-- WHAT THE TASK ASKS --
Each entry should be printed exactly, with its images omitted.

Image point grounding data:
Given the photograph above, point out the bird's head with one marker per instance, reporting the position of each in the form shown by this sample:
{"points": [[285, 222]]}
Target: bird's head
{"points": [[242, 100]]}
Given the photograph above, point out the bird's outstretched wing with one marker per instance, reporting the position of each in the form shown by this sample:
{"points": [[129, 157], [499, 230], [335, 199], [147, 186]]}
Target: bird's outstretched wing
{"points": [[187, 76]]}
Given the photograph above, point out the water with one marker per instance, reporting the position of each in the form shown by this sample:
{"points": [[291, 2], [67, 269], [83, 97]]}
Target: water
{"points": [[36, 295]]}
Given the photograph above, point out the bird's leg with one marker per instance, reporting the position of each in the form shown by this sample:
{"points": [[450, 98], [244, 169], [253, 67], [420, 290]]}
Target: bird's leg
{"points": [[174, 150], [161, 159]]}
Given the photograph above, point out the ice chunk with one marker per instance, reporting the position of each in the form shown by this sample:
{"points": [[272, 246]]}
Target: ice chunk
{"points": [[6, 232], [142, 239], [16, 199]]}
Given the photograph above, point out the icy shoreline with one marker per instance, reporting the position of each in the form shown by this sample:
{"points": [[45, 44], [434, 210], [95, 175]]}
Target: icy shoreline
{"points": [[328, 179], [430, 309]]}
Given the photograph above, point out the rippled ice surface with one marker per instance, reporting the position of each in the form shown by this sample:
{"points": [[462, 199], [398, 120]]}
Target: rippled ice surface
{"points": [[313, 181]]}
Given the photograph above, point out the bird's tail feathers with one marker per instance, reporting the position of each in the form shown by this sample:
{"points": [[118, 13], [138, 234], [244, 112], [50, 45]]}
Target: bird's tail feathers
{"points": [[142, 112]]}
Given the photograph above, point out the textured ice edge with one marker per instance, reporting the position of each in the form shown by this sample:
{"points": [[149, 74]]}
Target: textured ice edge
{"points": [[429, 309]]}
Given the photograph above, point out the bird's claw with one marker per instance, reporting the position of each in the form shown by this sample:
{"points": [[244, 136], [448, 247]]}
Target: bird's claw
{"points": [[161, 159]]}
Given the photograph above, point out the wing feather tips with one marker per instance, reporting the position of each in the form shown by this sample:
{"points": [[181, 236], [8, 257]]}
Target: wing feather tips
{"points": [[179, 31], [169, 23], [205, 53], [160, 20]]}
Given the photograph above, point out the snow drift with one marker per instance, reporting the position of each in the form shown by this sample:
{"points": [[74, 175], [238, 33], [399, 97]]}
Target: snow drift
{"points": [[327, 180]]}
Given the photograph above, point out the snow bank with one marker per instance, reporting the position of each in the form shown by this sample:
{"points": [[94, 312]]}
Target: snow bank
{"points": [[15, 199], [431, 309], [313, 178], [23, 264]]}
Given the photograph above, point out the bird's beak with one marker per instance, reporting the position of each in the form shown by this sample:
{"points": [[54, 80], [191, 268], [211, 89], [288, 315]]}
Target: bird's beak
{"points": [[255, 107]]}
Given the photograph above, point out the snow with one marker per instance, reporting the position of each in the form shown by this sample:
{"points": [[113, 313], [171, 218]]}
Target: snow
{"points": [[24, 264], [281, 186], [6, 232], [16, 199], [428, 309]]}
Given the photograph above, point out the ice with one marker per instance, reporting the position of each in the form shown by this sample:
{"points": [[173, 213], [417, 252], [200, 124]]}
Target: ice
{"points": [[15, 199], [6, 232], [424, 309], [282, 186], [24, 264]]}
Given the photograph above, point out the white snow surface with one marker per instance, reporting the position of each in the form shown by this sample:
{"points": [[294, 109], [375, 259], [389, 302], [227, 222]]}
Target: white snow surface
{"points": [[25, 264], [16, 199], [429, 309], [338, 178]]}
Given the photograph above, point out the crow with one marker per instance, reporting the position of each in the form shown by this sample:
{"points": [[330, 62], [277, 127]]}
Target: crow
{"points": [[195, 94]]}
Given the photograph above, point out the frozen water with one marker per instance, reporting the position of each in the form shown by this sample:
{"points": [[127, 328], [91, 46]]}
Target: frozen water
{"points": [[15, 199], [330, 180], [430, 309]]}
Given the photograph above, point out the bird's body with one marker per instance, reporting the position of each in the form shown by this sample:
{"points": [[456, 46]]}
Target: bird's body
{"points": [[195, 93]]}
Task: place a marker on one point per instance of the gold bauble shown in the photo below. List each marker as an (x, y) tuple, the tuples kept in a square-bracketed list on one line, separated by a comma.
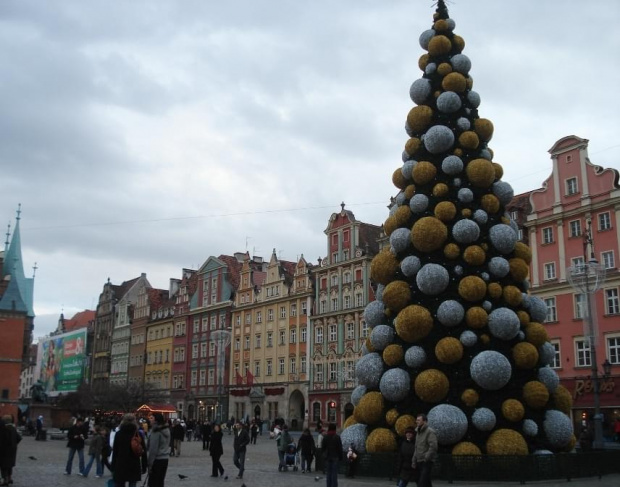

-- WRITTEN SOLUTION --
Given the photograph above, point out the bird's head with one marker per instance, reporting the position of each in the form shown by this sample:
{"points": [[285, 222]]}
Target: bird's head
{"points": [[242, 100]]}
Given the photograph above, point out the bird's outstretched wing with one marker per instance, reporting the position of each in the form shown by this sample:
{"points": [[129, 157], [499, 230], [335, 199], [147, 186]]}
Target: bird's outstretched wing
{"points": [[187, 76]]}
Given the photograph above, point out the water with one marker per instance, reporting the position of each in the form shown by this sample:
{"points": [[291, 2], [67, 269], [83, 97]]}
Target: water
{"points": [[36, 295]]}
Given the photograph above, point out the bird's leg with one marker per instance, reporting the position of each in the form shown by this sample:
{"points": [[450, 98], [244, 169], [253, 67], [420, 290]]}
Target: bird's leg
{"points": [[174, 150], [161, 159]]}
Given the photograph above, point out the ice chunk with one marker per instance, reporting the position of each in the form shown by this sample:
{"points": [[272, 246]]}
Target: ice chunk
{"points": [[6, 232], [142, 239], [16, 199]]}
Given the photograph above, point out the icy shoreline with one marker per instance, reporting the position of each in the form shown by this sample:
{"points": [[45, 44], [434, 210], [95, 175]]}
Target: icy shoreline
{"points": [[328, 179], [430, 309]]}
Given the photograph above, point out the rippled ice surface with one marker per instance, reporting the position of each in the form shown by this sample:
{"points": [[462, 199], [398, 120]]}
Target: rippled ice surface
{"points": [[313, 181]]}
Given the photograph above, point out the bird's tail feathers with one marker per instance, reporting the position of each in the form shown by this sample:
{"points": [[118, 13], [138, 234], [244, 112], [50, 45]]}
Target: bird's tail feathers
{"points": [[142, 112]]}
Given the photograph above, point out the textured ice edge with one marker per instance, reporting the position of each in the form shown by this sample:
{"points": [[149, 74]]}
Target: textured ice edge
{"points": [[429, 309]]}
Given the photograph above, point out the bird's claw with one marker per instance, reporting the position of each in the form shown by this sample:
{"points": [[244, 136], [448, 247]]}
Target: bird's claw
{"points": [[161, 159]]}
Given the photograph above, point out the wing feather tips with one marker per instance, reporting the position of each in the form shown by this sample:
{"points": [[181, 236], [8, 257]]}
Target: wing feather tips
{"points": [[179, 31], [169, 23], [205, 53], [160, 20]]}
Given the photograph above, point out the snow drift with one marker per instance, reporting the position of each in the form shown by this sample:
{"points": [[74, 175], [238, 33], [399, 97]]}
Target: snow drift
{"points": [[327, 180]]}
Given the photograph above, point out the snow bank with one marker per instance, reporting the position of each in the form shown by this sample:
{"points": [[94, 312]]}
Target: snow bank
{"points": [[15, 199], [431, 309], [313, 178], [23, 264]]}
Given the photograph above, point out the bird's beak with one marker per instance, reporting the position of each in the form shown by this sample:
{"points": [[54, 80], [191, 268], [211, 89], [288, 315]]}
Target: bird's beak
{"points": [[255, 107]]}
Given the photograph above, point out the snow with one marker per instance, reporting the position of each in the form shown by this sample:
{"points": [[113, 313], [171, 218]]}
Target: snow
{"points": [[24, 264], [281, 186], [6, 232], [16, 199], [428, 309]]}
Given the photograph above, point out the ice with one marker per instance, reporting the position of each in the form shown by this sample:
{"points": [[173, 213], [417, 252], [200, 124]]}
Target: ice
{"points": [[15, 199], [6, 232], [424, 309], [282, 186], [24, 264]]}
Given the photograph above, point out the white snow surface with one marker per instance, reporting the position of each in the form shown by this sample:
{"points": [[294, 109], [375, 259], [389, 302], [227, 222]]}
Target: white snow surface
{"points": [[25, 264], [16, 199], [429, 309], [338, 178]]}
Given the photograph above, point out the crow with one marker per instance, reporting the position of each in the form shown by this sample:
{"points": [[330, 62], [277, 127]]}
Target: crow
{"points": [[195, 94]]}
Given the photograph above, point out the frozen water with one marker per instance, reporting the position of each in the form shown by this sample:
{"points": [[127, 328], [91, 46]]}
Target: frozen water
{"points": [[15, 199], [330, 180], [430, 309]]}
Given the photograph above, point out the bird's body with one marker per instance, reporting the position of each in the form shown by this sample:
{"points": [[456, 46]]}
Target: bird's body
{"points": [[195, 93]]}
Task: place a marker on one point per instance of the gold bauble shown in the photo below. List each marker as an (x, y) tuple, the tuples kept in a square-bracketed list on one line, separated by a comma.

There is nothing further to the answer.